Article ▸
____
26. DISCLOSURE. Upon receipt or
delivery by the Company of any notice in accordance with the terms
of this Note, unless the Company has in good faith determined that
the matters relating to such notice do not constitute material,
non-public information relating to the Company or any of its
Subsidiaries, the Company shall within one (1) Business Day after
any such receipt or delivery publicly disclose such material,
non-public information on a Current Report on Form 8-K or
otherwise. In the event that the Company believes that a notice
contains material, non-public information relating to the Company
or any of its Subsidiaries, the Company so shall indicate to such
Holder contemporaneously with delivery of such notice, and in the
absence of any such indication, the Holder shall be allowed to
presume that all matters relating to such notice do not constitute
material, non-public information relating to the Company or its
Subsidiaries. Nothing contained in this Section 26 shall limit any
obligations of the Company, or any rights of the Holder, under
Section 4(i) of the Securities Purchase Agreement. Unless Holder
provides written instructions to the Company to the contrary, any
notice under this Note to Holder containing material non-public
information shall be delivered only to the legal counsel of such
Holder identified on the Schedule of Buyers to the Securities
Purchase Agreement and not to the Holder unless otherwise directed
in writing by such counsel.
____
Lines of data
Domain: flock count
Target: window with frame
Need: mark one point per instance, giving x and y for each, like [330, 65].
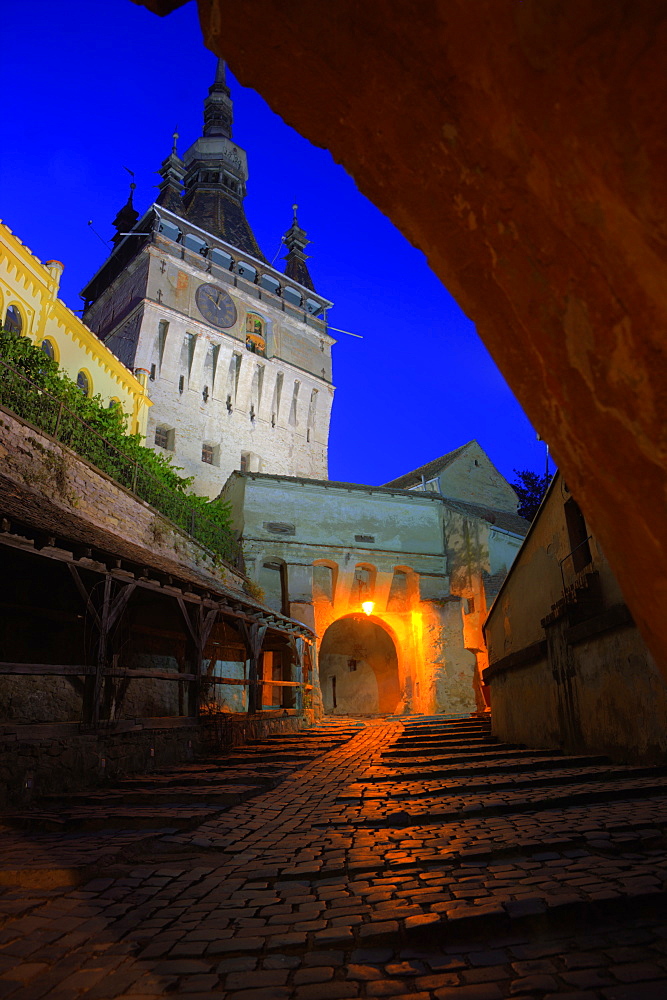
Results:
[164, 438]
[254, 334]
[13, 320]
[83, 383]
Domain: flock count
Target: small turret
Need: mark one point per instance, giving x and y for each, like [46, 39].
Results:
[296, 241]
[172, 173]
[126, 218]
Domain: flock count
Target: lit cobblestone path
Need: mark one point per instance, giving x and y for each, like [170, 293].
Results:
[409, 858]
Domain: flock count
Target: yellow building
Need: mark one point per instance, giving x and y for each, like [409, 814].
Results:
[29, 305]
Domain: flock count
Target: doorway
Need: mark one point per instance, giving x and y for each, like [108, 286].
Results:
[359, 668]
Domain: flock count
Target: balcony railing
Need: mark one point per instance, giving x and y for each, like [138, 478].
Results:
[27, 400]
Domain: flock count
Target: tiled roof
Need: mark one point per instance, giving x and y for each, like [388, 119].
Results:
[25, 506]
[500, 518]
[221, 215]
[428, 471]
[364, 487]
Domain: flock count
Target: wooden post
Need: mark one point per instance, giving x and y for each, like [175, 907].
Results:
[254, 638]
[300, 645]
[104, 621]
[199, 630]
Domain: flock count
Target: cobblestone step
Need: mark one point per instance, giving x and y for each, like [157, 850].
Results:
[500, 763]
[424, 789]
[286, 896]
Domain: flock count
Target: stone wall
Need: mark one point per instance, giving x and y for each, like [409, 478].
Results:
[613, 702]
[61, 759]
[568, 667]
[331, 546]
[521, 147]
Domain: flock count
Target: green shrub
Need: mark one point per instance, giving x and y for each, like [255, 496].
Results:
[53, 402]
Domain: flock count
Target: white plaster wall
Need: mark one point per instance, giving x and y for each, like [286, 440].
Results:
[277, 442]
[474, 478]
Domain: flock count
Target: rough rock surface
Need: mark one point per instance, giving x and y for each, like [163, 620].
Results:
[521, 146]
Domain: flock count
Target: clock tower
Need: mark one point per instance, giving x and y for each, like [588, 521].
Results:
[235, 354]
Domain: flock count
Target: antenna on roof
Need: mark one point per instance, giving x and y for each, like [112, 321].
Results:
[100, 238]
[336, 330]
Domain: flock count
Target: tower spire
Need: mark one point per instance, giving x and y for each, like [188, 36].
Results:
[218, 107]
[216, 172]
[296, 241]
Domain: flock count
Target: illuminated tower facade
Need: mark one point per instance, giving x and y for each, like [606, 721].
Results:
[236, 354]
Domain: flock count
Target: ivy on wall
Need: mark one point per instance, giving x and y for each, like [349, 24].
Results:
[34, 387]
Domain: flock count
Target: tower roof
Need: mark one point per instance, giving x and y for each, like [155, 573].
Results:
[172, 173]
[216, 172]
[296, 241]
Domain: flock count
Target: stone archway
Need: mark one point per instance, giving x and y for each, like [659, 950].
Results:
[358, 666]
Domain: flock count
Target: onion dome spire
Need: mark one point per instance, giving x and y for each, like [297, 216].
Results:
[296, 241]
[216, 172]
[172, 172]
[218, 107]
[126, 217]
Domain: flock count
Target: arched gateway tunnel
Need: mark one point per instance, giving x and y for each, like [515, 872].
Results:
[359, 668]
[395, 580]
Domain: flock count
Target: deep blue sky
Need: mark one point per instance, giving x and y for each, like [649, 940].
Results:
[92, 88]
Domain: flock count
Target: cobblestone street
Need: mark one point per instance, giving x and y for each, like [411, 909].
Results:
[412, 858]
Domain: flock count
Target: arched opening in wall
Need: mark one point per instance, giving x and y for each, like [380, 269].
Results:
[363, 584]
[359, 668]
[273, 581]
[404, 590]
[325, 575]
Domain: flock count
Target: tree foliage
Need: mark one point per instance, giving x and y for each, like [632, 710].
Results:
[111, 448]
[530, 488]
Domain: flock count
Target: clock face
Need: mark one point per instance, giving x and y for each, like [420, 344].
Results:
[216, 306]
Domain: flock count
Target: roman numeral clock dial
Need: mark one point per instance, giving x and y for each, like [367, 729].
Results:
[216, 306]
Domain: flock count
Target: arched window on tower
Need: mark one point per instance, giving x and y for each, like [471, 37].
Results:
[254, 334]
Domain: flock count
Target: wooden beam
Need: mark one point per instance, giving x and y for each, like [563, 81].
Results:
[47, 669]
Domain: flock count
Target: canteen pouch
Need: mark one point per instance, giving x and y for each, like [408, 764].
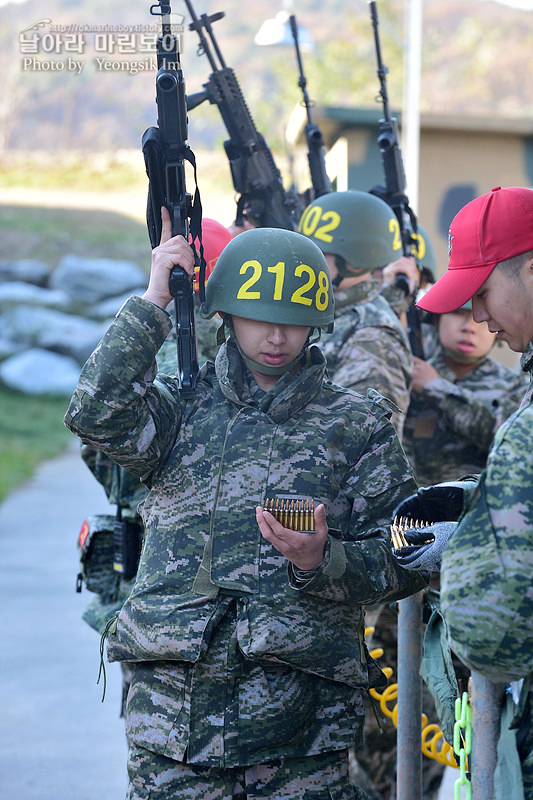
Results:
[96, 550]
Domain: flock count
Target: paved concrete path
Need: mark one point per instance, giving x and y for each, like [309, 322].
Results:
[58, 741]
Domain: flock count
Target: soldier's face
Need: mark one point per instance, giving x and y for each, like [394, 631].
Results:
[461, 334]
[505, 303]
[268, 343]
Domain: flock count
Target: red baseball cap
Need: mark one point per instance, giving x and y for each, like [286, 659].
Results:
[489, 229]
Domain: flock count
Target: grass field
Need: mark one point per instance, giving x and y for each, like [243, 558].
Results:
[85, 207]
[31, 428]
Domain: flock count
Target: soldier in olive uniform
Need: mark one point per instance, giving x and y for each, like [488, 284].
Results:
[487, 557]
[246, 635]
[459, 399]
[368, 348]
[125, 490]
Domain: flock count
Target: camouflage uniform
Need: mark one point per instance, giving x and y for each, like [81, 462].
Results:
[369, 348]
[486, 593]
[125, 490]
[237, 662]
[451, 422]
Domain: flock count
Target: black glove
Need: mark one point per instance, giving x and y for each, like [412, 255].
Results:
[438, 503]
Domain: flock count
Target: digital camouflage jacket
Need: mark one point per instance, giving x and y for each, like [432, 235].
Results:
[369, 349]
[209, 462]
[450, 424]
[487, 568]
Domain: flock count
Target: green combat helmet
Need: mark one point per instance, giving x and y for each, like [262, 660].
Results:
[357, 227]
[272, 275]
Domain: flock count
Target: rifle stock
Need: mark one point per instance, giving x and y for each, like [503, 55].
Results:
[313, 135]
[165, 152]
[395, 186]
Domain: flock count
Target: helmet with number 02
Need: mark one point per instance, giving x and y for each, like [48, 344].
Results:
[357, 226]
[424, 252]
[272, 275]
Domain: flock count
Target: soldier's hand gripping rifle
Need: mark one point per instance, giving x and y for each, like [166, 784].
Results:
[255, 175]
[394, 192]
[313, 135]
[165, 152]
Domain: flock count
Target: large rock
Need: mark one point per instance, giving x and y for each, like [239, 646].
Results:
[108, 308]
[39, 371]
[18, 293]
[89, 280]
[26, 269]
[46, 328]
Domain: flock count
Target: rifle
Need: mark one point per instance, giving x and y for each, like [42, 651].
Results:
[315, 141]
[165, 152]
[255, 175]
[395, 192]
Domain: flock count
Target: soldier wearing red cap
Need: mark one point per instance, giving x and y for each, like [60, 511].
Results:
[487, 563]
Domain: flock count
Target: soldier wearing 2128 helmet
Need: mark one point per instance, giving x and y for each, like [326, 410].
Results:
[358, 233]
[246, 633]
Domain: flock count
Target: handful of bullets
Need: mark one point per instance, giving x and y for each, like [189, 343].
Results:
[297, 515]
[402, 524]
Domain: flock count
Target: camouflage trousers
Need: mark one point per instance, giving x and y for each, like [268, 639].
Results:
[321, 777]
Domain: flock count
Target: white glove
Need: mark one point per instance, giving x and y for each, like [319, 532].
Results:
[421, 554]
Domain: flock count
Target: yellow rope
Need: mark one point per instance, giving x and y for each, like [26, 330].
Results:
[434, 745]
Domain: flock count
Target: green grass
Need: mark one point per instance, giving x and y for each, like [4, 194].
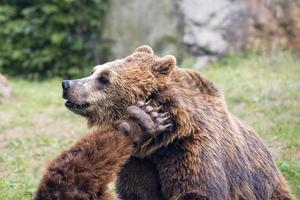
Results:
[262, 90]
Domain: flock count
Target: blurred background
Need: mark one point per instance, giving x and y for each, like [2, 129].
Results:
[249, 48]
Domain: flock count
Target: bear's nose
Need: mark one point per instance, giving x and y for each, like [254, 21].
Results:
[65, 84]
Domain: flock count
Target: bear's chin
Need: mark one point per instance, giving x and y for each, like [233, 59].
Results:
[80, 109]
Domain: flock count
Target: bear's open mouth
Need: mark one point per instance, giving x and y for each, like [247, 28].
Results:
[77, 106]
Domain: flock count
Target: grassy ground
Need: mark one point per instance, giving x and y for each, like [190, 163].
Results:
[262, 90]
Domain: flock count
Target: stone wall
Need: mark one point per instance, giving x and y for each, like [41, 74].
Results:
[205, 29]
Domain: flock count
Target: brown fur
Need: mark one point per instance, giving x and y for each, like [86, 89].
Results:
[84, 170]
[208, 154]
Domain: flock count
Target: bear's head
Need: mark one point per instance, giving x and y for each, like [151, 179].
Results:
[111, 87]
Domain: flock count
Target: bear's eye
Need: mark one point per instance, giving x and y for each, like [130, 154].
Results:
[103, 80]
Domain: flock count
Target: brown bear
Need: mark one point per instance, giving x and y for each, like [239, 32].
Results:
[85, 170]
[207, 153]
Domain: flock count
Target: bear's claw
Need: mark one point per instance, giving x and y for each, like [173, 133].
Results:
[149, 118]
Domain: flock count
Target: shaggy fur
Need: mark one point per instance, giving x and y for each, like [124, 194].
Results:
[208, 153]
[84, 171]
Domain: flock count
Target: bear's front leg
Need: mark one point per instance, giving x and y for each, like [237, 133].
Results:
[85, 170]
[138, 179]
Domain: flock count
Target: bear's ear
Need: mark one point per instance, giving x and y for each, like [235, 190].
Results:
[165, 65]
[144, 49]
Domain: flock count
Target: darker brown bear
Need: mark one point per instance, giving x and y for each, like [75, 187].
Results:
[208, 153]
[84, 171]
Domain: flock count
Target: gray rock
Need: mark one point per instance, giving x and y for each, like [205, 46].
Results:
[130, 24]
[214, 28]
[205, 29]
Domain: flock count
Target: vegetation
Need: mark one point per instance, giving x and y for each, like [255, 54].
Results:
[262, 90]
[46, 38]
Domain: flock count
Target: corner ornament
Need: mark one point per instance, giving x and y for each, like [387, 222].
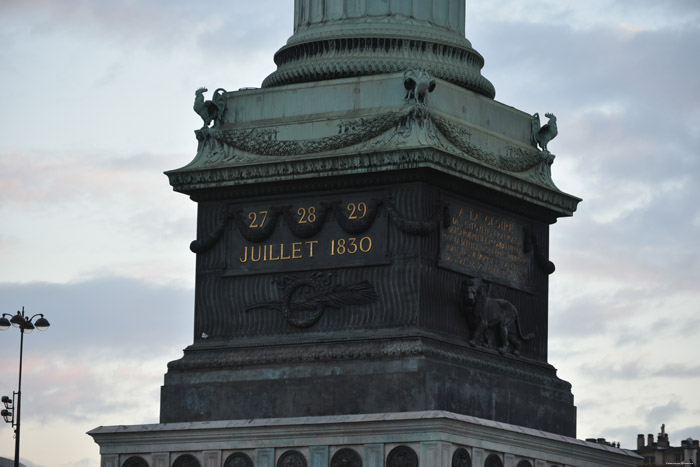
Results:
[418, 84]
[542, 135]
[210, 110]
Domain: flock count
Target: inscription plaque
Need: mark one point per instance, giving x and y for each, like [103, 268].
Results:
[306, 234]
[484, 244]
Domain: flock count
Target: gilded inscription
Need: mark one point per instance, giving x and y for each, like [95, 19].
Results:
[485, 245]
[306, 237]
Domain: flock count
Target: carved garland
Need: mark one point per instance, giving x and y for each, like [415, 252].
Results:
[351, 132]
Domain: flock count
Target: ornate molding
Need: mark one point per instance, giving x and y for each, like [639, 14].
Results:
[332, 58]
[216, 145]
[524, 185]
[211, 356]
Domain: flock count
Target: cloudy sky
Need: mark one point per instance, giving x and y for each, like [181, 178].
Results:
[97, 98]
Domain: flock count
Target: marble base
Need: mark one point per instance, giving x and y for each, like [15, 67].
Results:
[435, 437]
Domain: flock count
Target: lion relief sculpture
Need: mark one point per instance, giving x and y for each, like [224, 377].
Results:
[492, 316]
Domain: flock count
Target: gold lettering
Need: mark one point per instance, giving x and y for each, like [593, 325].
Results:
[296, 250]
[252, 254]
[311, 244]
[282, 252]
[272, 258]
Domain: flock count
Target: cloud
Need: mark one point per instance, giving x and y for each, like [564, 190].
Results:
[664, 412]
[105, 352]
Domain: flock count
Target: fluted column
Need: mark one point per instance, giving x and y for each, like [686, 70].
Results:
[448, 15]
[343, 38]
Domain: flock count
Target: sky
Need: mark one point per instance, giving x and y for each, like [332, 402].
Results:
[97, 104]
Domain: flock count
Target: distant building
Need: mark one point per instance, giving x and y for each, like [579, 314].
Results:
[662, 453]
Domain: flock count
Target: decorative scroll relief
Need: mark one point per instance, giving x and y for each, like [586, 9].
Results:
[304, 236]
[481, 243]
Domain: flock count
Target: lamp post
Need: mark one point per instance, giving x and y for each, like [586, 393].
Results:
[12, 411]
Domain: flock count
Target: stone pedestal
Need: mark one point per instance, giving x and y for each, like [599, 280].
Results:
[412, 439]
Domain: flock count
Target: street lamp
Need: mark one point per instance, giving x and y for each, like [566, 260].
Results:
[12, 410]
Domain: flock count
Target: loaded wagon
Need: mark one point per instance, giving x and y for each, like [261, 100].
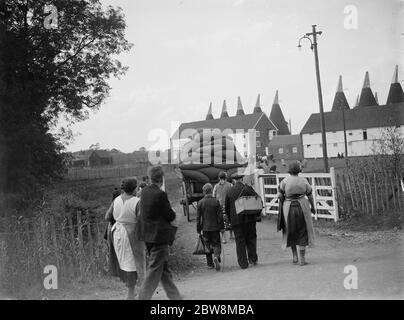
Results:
[194, 176]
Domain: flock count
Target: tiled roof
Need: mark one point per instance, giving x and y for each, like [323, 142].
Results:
[243, 122]
[102, 153]
[278, 119]
[285, 139]
[396, 93]
[358, 118]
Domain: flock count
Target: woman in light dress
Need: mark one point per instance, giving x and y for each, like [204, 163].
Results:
[295, 213]
[127, 254]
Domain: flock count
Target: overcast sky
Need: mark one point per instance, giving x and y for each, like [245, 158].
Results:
[188, 53]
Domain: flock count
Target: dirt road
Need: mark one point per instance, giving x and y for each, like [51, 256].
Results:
[378, 257]
[380, 268]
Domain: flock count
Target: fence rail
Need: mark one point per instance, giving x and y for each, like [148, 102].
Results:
[373, 193]
[73, 242]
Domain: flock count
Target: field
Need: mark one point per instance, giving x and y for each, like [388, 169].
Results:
[95, 195]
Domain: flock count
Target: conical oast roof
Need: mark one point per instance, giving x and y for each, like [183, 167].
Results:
[277, 117]
[340, 101]
[240, 111]
[209, 116]
[396, 93]
[367, 98]
[224, 113]
[257, 107]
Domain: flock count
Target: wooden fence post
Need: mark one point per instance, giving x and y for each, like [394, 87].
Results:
[334, 190]
[81, 246]
[72, 242]
[90, 238]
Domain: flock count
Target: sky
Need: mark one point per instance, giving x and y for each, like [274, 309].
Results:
[188, 53]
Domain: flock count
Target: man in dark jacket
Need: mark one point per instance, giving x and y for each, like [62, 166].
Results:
[244, 225]
[154, 228]
[209, 219]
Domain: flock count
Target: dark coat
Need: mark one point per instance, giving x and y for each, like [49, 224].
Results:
[155, 216]
[209, 215]
[238, 190]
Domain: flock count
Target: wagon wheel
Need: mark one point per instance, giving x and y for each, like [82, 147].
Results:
[185, 201]
[186, 208]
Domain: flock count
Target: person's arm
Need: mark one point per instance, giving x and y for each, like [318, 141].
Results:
[214, 193]
[108, 215]
[219, 214]
[281, 191]
[167, 212]
[198, 217]
[309, 194]
[227, 207]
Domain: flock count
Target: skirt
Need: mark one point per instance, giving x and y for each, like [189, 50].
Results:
[297, 230]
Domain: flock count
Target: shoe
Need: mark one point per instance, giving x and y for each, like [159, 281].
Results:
[217, 264]
[302, 258]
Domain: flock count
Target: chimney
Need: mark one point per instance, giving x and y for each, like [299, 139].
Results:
[277, 118]
[396, 93]
[257, 107]
[240, 111]
[367, 98]
[224, 113]
[340, 100]
[209, 116]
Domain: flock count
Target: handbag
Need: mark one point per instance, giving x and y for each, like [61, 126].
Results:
[201, 247]
[248, 204]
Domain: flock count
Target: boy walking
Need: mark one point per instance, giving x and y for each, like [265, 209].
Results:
[219, 192]
[209, 220]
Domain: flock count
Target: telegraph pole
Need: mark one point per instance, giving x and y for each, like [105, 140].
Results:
[314, 33]
[345, 142]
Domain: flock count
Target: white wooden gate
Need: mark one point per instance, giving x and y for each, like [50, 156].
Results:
[324, 192]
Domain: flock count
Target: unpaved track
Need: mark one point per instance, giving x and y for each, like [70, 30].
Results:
[380, 266]
[380, 272]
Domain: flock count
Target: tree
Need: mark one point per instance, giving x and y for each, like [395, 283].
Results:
[48, 71]
[389, 150]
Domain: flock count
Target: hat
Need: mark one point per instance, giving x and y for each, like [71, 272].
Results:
[237, 175]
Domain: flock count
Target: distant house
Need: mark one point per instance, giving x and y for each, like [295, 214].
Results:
[130, 159]
[100, 158]
[363, 123]
[81, 158]
[237, 127]
[287, 147]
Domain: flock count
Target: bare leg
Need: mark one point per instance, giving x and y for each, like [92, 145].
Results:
[302, 256]
[294, 252]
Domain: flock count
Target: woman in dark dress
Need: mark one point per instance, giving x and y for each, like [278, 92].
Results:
[296, 206]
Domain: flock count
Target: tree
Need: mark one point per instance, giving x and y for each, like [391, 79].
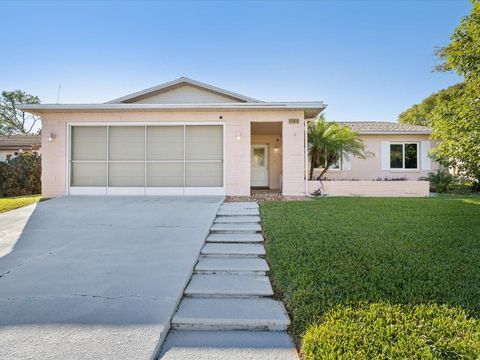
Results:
[456, 123]
[327, 142]
[13, 120]
[421, 114]
[454, 113]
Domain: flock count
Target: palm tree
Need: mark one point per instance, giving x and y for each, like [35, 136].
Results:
[327, 141]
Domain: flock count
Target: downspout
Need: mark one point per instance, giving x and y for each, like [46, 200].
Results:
[306, 156]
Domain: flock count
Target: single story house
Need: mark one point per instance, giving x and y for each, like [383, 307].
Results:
[185, 137]
[12, 145]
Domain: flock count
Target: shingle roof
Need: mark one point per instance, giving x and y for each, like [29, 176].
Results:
[383, 127]
[20, 142]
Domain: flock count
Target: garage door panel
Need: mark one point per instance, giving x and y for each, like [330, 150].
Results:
[126, 174]
[165, 143]
[126, 143]
[132, 159]
[165, 174]
[89, 174]
[204, 174]
[89, 143]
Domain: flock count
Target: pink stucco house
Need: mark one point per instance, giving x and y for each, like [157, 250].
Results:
[185, 137]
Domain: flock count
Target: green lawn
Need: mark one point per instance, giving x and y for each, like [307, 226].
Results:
[354, 252]
[11, 203]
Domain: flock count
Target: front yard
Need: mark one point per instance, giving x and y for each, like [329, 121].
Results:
[16, 202]
[378, 277]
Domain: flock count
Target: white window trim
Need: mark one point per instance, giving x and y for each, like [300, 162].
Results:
[403, 143]
[107, 190]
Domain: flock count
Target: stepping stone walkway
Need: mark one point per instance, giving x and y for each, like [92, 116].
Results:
[228, 303]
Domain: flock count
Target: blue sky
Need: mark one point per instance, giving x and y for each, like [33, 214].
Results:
[368, 60]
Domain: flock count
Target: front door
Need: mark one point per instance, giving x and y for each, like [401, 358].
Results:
[259, 164]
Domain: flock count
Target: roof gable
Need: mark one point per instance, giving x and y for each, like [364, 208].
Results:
[183, 91]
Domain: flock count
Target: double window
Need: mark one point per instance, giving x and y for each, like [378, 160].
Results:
[404, 156]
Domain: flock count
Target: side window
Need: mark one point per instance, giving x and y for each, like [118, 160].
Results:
[404, 156]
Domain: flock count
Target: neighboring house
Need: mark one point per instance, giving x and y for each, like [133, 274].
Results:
[396, 151]
[12, 145]
[182, 138]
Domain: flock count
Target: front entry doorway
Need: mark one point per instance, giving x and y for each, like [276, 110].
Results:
[259, 166]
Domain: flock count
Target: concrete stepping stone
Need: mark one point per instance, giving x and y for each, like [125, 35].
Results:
[237, 219]
[231, 345]
[240, 205]
[228, 285]
[231, 314]
[247, 227]
[232, 265]
[235, 238]
[237, 212]
[233, 249]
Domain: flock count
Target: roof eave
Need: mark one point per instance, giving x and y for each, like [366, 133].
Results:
[406, 132]
[47, 108]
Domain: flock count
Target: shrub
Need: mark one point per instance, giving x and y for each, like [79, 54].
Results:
[21, 175]
[383, 331]
[440, 181]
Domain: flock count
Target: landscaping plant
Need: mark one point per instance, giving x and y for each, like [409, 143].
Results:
[21, 175]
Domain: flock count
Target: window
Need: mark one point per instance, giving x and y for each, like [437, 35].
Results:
[335, 166]
[404, 156]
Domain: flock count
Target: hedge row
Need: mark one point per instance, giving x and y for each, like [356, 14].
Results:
[21, 175]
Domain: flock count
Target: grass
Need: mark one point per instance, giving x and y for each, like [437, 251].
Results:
[16, 202]
[352, 252]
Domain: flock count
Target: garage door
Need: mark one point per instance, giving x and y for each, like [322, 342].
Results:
[147, 159]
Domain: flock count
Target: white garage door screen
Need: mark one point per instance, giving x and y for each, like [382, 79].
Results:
[146, 159]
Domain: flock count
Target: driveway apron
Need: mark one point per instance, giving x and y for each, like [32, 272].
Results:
[98, 277]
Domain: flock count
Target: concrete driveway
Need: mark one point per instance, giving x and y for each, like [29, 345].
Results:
[97, 277]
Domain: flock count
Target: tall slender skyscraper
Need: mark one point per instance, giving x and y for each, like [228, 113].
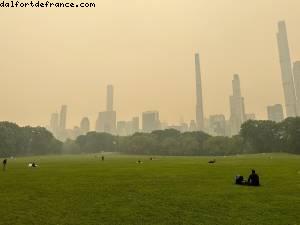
____
Challenges ▸
- 1) In the disclosure clause, why is the Holder allowed to presume that the matters relating to a notice are not material, non-public information? Answer in one to three sentences.
- 2) Show every row that contains the word "clock".

Outputs by task ▸
- 1) The Holder may make that presumption when the Company gives no indication, at the time it delivers the notice, that the notice contains material, non-public information about the Company or its Subsidiaries. The clause requires the Company to make such an indication contemporaneously with delivery, so the absence of one lets the Holder treat the matters as not material, non-public information.

- 2)
Target: clock tower
Target: clock face
Target: roman numeral clock dial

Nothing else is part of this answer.